Data excerpts:

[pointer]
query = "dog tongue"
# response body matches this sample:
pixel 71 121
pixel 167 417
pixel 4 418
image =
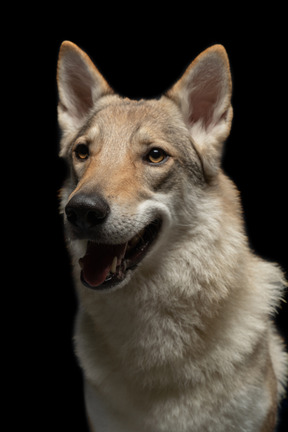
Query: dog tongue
pixel 98 260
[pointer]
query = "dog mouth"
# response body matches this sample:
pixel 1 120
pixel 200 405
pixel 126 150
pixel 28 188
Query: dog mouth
pixel 105 266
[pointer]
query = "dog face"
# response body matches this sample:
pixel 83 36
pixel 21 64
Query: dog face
pixel 134 163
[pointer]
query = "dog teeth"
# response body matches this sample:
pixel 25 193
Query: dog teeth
pixel 114 265
pixel 136 239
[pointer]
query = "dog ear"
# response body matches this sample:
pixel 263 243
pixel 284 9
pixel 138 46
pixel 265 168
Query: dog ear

* What you should do: In your copy, please omit the pictures and print every line of the records exactly.

* Response for this exercise:
[pointer]
query = "dog tongue"
# response body matches this sample:
pixel 71 121
pixel 167 417
pixel 4 418
image =
Query: dog tongue
pixel 98 260
[pointer]
query = "dog mouth"
# response body matches this sample:
pixel 1 120
pixel 200 405
pixel 126 150
pixel 28 188
Query: dog mouth
pixel 105 266
[pointer]
query = "dog face"
# response body matches this sample:
pixel 83 36
pixel 21 64
Query: dog face
pixel 134 163
[pointer]
query = "dog teeth"
# response body matches this sample:
pixel 25 193
Query: dog teeth
pixel 114 265
pixel 136 239
[pointer]
query = "dog ear"
# response body matches this sample:
pixel 263 243
pixel 284 9
pixel 138 46
pixel 265 168
Query: dog ear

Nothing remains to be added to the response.